Aim of the exercise: For each record below, set it down exactly but leave out any picture.

======== Material provided

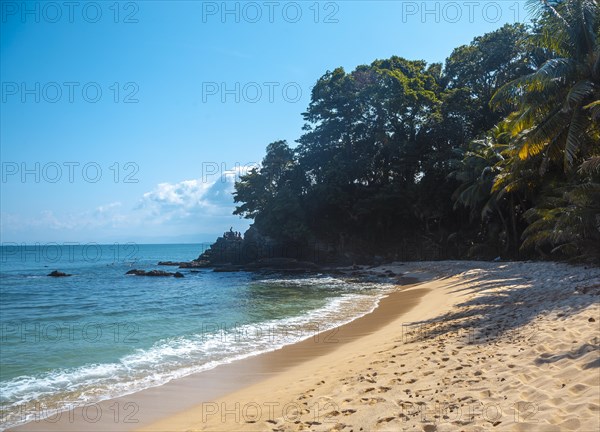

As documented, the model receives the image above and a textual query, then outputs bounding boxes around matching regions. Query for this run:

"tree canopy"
[233,0,599,264]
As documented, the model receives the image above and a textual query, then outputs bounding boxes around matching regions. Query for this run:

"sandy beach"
[10,261,599,432]
[135,261,599,432]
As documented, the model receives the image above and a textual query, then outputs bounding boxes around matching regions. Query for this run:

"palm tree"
[486,0,600,262]
[521,180,600,262]
[451,122,536,255]
[491,0,599,173]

================

Problem solution:
As documented, the model receives the image above and a textual query, then outputs bounding boxes around matching regions. Query for this run:

"tree canopy"
[233,0,599,264]
As documented, the model receives the image above and a textual query, then outputs bounding boxes around matching regions. Query for this run:

"sandy beach"
[10,261,599,432]
[135,261,599,432]
As documented, the model receives the image above and a textual query, then outputs bounding boxes around matching regions. Query for this run:

"palm tree"
[486,0,600,262]
[521,180,600,262]
[451,122,536,255]
[491,0,599,173]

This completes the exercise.